SDEP is an API-first application built to support machine-to-machine (M2M) interactions.

The following security considerations apply:

• Identification
• Authentication and Authorization
• Smaller Platforms
• Audit Log
• OWASP
• XSS, CSP, SQL, Path (Injection)
• CSRF
• Swagger UI
• File Upload
• File Download (Content-Disposition)
• Malware scanning
• Secrets
• Security Headers
• Middleware Ordering
• Security Headers, DNS, TLS
• Rate Limiting (Throttling)
• Rate Limiting (Throttling)
• Dependency Version Pinning
• Non-Root Containers
• Container Image Scans
• Authentication and Authorization (Details)
• Audit Log (Details)

This document applies to the application scope only (CI/CD-aspects are outside the scope of this repo).

Upfront identification of machine-clients is handled process-wise (outside the scope of this repo).

For authentication and authorization, SDEP adopts OAuth 2.0 with JWT-based authentication, which is the industry standard for trusted machine-to-machine (M2M) communication using the OAuth 2.0 Client Credentials Flow (RFC 6749, section 4.4).

https://datatracker.ietf.org/doc/html/rfc6749#section-4.4

Authentication proves who the client is.

[Rows from a pointing dataset]
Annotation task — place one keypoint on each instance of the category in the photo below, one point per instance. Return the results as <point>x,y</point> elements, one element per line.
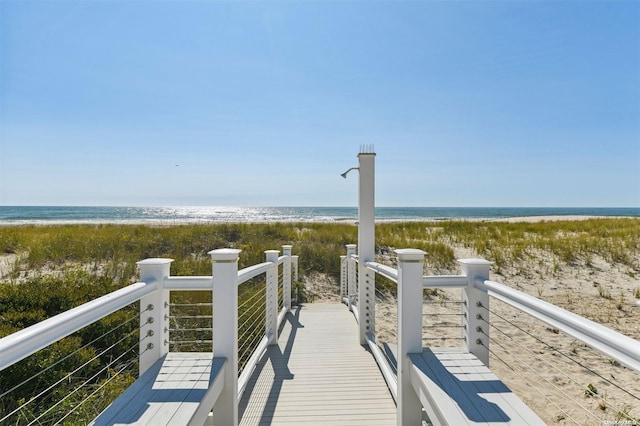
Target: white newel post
<point>351,274</point>
<point>294,267</point>
<point>366,244</point>
<point>154,313</point>
<point>343,278</point>
<point>476,308</point>
<point>294,259</point>
<point>271,314</point>
<point>225,331</point>
<point>410,267</point>
<point>286,277</point>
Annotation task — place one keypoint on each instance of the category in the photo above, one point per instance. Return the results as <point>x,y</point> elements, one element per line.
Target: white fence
<point>476,292</point>
<point>153,292</point>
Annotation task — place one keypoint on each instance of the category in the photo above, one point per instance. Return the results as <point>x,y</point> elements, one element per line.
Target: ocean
<point>15,215</point>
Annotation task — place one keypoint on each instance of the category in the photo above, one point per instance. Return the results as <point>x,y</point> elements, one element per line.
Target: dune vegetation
<point>48,269</point>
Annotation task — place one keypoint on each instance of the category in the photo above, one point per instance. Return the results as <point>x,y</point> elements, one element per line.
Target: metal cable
<point>182,305</point>
<point>117,373</point>
<point>69,375</point>
<point>256,294</point>
<point>85,382</point>
<point>564,355</point>
<point>252,309</point>
<point>252,318</point>
<point>544,395</point>
<point>536,372</point>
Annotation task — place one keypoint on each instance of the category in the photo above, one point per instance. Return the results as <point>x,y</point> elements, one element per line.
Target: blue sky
<point>468,103</point>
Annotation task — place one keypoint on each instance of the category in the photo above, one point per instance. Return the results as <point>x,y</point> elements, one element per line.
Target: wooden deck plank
<point>171,392</point>
<point>462,390</point>
<point>318,374</point>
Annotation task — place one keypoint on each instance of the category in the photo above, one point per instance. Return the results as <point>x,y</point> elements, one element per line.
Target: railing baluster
<point>225,331</point>
<point>154,313</point>
<point>286,277</point>
<point>475,308</point>
<point>271,314</point>
<point>410,264</point>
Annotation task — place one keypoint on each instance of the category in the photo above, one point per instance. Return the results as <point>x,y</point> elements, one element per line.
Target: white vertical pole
<point>343,278</point>
<point>410,267</point>
<point>351,274</point>
<point>286,277</point>
<point>366,244</point>
<point>271,313</point>
<point>294,267</point>
<point>476,309</point>
<point>154,313</point>
<point>225,331</point>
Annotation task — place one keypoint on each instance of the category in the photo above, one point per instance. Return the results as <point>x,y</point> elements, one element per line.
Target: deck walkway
<point>318,374</point>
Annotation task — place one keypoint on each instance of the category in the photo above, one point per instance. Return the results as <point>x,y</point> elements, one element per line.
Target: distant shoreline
<point>164,223</point>
<point>188,215</point>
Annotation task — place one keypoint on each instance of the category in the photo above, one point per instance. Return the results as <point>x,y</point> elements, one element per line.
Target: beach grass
<point>57,267</point>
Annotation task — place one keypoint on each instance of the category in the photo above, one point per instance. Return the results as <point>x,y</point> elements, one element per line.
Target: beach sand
<point>547,369</point>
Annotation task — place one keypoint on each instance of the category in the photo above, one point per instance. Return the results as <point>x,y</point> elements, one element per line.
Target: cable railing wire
<point>98,389</point>
<point>69,375</point>
<point>565,355</point>
<point>542,393</point>
<point>44,370</point>
<point>527,365</point>
<point>608,402</point>
<point>83,384</point>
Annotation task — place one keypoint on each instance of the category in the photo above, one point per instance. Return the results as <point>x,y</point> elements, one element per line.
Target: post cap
<point>224,255</point>
<point>410,255</point>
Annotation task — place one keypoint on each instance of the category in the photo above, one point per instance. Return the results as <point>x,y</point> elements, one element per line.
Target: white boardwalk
<point>318,374</point>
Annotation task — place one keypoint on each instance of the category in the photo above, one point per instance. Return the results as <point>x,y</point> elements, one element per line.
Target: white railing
<point>153,292</point>
<point>476,290</point>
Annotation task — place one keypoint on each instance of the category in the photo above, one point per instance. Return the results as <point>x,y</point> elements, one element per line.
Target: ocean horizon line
<point>217,214</point>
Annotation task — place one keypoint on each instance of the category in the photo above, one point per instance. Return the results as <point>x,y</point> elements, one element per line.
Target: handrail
<point>384,270</point>
<point>445,281</point>
<point>188,283</point>
<point>249,272</point>
<point>23,343</point>
<point>605,340</point>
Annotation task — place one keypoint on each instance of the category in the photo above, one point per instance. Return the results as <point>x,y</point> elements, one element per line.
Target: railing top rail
<point>249,272</point>
<point>445,281</point>
<point>384,270</point>
<point>609,342</point>
<point>23,343</point>
<point>188,283</point>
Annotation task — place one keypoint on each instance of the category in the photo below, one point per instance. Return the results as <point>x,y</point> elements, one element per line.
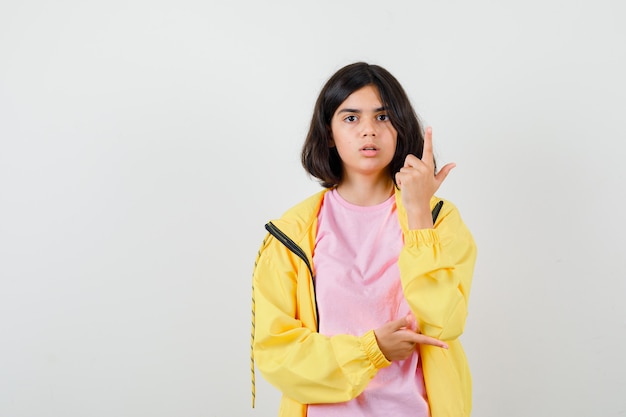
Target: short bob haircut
<point>321,160</point>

* Work to complete *
Answer these from the SDEP security text above:
(a) What kind of interactions was SDEP built to support?
(b) How is upfront identification of machine-clients handled?
(c) Which OAuth 2.0 flow does SDEP use for machine-to-machine communication?

* Completed exercise *
(a) Machine-to-machine (M2M) interactions.
(b) Process-wise, outside the scope of the repo.
(c) The OAuth 2.0 Client Credentials Flow (RFC 6749, section 4.4).